**Problems to work on**
• a. List every reason that the article below on Filipino workers' remittances from the Middle East gives for the 2018 decline.
• b. Carry on the article below about remittances from Filipino workers in the Middle East, picking up after its final sentence.

**Document**
DUBAI: Money sent home by overseas Filipino workers (OFWs) in the Middle East went down 15.3 percent to $6.62 billion in 2018 from $7.81 billion a year earlier, latest government data shows.
Lower crude prices, which affected most OFW host countries in the region, the job nationalization schemes of Gulf states and a deployment ban last year of household service workers to Kuwait were the primary reasons for the decline, a reversal from the 3.4 percent remittance growth recorded in 2017.
A government study has noted that Saudi Arabia was the leading country of destination for OFWs, with more than a quarter of Filipinos being deployed there at any given time, together with the United Arab Emirates (15.3 percent), Kuwait (6.7 percent) and Qatar (5.5 percent).
Cash remittances from OFWs in Saudi Arabia fell 11.1 percent last year to $2.23 billion from $2.51 billion a year before; down 19.9 percent to $2.03 billion in the UAE from $2.54 billion in 2017; 14.5 percent lower in Kuwait to $689.61 million from $806.48 million and 9.2 percent down in Qatar to $1 billion in 2018, from $1.1 billion a year earlier.
The Philippine government issued a deployment ban for Kuwait early last year, and lasted for five months, after a string of reported deaths and abuses on Filipino workers in the Gulf state.

**Provided information**

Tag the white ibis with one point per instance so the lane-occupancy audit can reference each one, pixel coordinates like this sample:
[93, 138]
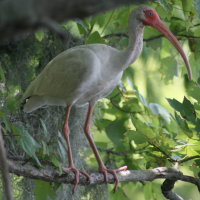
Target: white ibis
[83, 74]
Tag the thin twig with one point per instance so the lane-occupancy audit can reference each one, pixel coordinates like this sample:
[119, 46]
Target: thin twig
[167, 187]
[188, 158]
[52, 175]
[151, 38]
[4, 169]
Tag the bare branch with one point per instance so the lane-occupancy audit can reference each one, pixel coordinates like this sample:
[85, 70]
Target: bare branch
[167, 187]
[52, 175]
[188, 158]
[4, 169]
[151, 38]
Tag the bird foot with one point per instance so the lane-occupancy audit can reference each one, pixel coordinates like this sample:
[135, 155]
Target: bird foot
[76, 173]
[105, 172]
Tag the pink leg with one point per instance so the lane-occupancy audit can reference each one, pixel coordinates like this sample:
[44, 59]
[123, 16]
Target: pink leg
[71, 167]
[102, 167]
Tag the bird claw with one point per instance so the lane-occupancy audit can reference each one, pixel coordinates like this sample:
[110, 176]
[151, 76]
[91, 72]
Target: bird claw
[76, 173]
[105, 172]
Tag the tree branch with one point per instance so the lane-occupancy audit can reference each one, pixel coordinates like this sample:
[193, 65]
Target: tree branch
[4, 169]
[151, 38]
[52, 175]
[167, 187]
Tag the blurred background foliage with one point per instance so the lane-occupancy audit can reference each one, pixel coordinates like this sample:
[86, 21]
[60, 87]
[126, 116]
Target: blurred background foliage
[151, 119]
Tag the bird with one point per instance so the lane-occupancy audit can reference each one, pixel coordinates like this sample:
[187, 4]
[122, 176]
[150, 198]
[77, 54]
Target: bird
[84, 74]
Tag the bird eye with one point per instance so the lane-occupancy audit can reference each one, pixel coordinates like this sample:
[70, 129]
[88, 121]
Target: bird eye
[150, 13]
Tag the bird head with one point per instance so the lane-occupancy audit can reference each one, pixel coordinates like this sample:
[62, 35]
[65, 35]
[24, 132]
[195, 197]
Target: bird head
[149, 17]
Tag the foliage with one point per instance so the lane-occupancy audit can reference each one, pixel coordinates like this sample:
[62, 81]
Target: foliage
[153, 117]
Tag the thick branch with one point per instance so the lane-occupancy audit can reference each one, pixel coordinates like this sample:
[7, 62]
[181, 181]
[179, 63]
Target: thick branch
[167, 187]
[52, 175]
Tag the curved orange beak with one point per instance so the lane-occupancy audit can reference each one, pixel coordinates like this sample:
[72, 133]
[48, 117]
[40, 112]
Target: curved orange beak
[160, 26]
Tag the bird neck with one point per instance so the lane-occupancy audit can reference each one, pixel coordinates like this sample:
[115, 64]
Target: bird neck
[134, 49]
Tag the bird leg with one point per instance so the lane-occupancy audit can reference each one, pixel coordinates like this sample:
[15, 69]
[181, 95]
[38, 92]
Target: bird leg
[71, 167]
[102, 167]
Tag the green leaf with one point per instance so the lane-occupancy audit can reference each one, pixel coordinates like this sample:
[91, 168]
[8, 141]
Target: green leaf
[115, 131]
[175, 104]
[193, 89]
[39, 35]
[44, 190]
[138, 137]
[143, 128]
[183, 125]
[27, 142]
[95, 38]
[159, 110]
[168, 68]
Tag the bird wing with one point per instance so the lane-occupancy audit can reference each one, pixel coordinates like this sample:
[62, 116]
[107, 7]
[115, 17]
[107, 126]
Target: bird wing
[67, 75]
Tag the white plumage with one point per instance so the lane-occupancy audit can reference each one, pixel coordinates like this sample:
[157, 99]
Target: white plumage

**Final results**
• a.
- Lower crude prices, which affected most OFW host countries in the region
- The job nationalization schemes of Gulf states
- The deployment ban on household service workers to Kuwait

• b.
OFW remittances from Oman, which implemented a job nationalization program like that of Saudi Arabia and the UAE, dove 33.8 percent to $228.74 million in 2018 from $345.41 million a year before. In Bahrain, cash sent by Filipinos rose 2.2 percent to $234.14 million last year from $229.02 million previously.
Meanwhile, overall OFW remittances grew 3 percent year-on-year to $32.2 billion, the highest annual level to date.
“The growth in personal remittances during the year was driven by remittance inflows from land-based OFs with work contracts of one year or more and remittances from both sea-based and land-based OFs with work contracts of less than one year,” the Philippine central monetary authority said.
Personal remittances are a major driver of domestic consumption and in 2018 accounted for 9.7 percent of the Philippines’ gross domestic product.